### Save data from the database as CSV

For a defined timespan and DB configuration, all data is extracted from the database. This data is visualized, and a smaller timespan can be configured. 
If needed, outliers can be removed. Lastly, the specified data is saved as csv.

In [None]:
import pymongo as py
from datetime import datetime, timedelta 
import pandas as pd
import numpy as np
import plotly

In [None]:
#parameters = ["date", "t_bett", "t_motor", "t_spindle", "DRZ2", "M8", "M121", "M127", "M7", "given2model", "welle_z"]
start_sec= datetime.strptime("2023-09-06T00:00:00.000+0000", "%Y-%m-%dT%H:%M:%S.%f+0000")
end_sec= datetime.strptime("2023-09-09T23:30:00.000+0000", "%Y-%m-%dT%H:%M:%S.%f+0000")

timeshift = 1

In [None]:
#####DB Config
host= "M57002edge"
port=27017
collection= "modelLogs"

## Connect to data base and get the events
client = py.MongoClient(host= host, port=port)
db = client.h4ai
start= start_sec # datetime.strptime("2022-09-06T00:00:31.000+0000", "%Y-%m-%dT%H:%M:%S.%f+0000")
end= end_sec #datetime.strptime ("2022-09-07T00:00:00.000+0000", "%Y-%m-%dT%H:%M:%S.%f+0000")
event_list = db[collection].find({ "date" : { '$gte' : start, '$lt' : end} }).sort('date', 1)

# [Complete the following]
**A.** In the database-to-CSV notebook, rewrite the part that starts with the words containing "timeshift = 1" and ends with "py.MongoClient(host= host, port=port)", putting "sensorLogs" in place of "modelLogs".
**B.** Carry on the database-to-CSV notebook from the point where it stops.
The material below the database-to-CSV notebook comes from a separate source.

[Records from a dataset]
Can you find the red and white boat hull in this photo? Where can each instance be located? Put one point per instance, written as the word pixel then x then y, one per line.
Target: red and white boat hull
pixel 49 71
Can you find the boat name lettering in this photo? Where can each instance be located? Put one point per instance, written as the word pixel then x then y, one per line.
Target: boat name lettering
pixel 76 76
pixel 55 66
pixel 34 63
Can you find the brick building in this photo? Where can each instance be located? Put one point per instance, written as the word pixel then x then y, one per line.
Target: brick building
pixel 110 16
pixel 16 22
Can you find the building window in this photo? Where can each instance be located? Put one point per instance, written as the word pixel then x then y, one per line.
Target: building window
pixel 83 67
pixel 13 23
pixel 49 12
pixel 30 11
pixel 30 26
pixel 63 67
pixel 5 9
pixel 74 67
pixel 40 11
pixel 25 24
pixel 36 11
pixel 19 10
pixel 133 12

# [Answers to the tasks]
**A.**
timeshift = 1

In [None]:
#####DB Config
host= "M57002edge"
port=27017
collection= "sensorLogs"

## Connect to data base and get the events
client = py.MongoClient(host= host, port=port)

**B.**
In [None]:
df = pd.DataFrame() #columns=parameters

for event in event_list:
    content = event["content"]
    for data in content:
        if data["date"] >= start and data["date"] <= end:
            raw_data = data["raw_data"]
            keylist = raw_data.keys()
            #keylist = list(keylist)
            raw_data["date"] = data["date"]
            raw_data["given2model"] = data["given2model"]
            raw_data["prediction"] = data["prediction"]
            df_row = pd.DataFrame(raw_data, index= ["date"])
            df = pd.concat([df, df_row], axis=0, ignore_index=True)
df.reset_index(inplace=True)
print(df.head(5))

Create Plot

In [None]:
#print(list(df.columns.values))

In [None]:
import plotly.graph_objects as go
from plotly.subplots import make_subplots
import plotly.express as ex
import plotly.io as pio

scatter_mode= 'lines'

nrrows = len(df.columns)
fig= make_subplots(rows=nrrows, cols=1, shared_xaxes= True, print_grid= True, vertical_spacing=0.01)
col_names = df.columns.values
i = 0 

for column in df:
    fig.add_trace(go.Scatter(x= df['date'], y = df[column], name= col_names[i], mode= scatter_mode), row= i+1, col= 1)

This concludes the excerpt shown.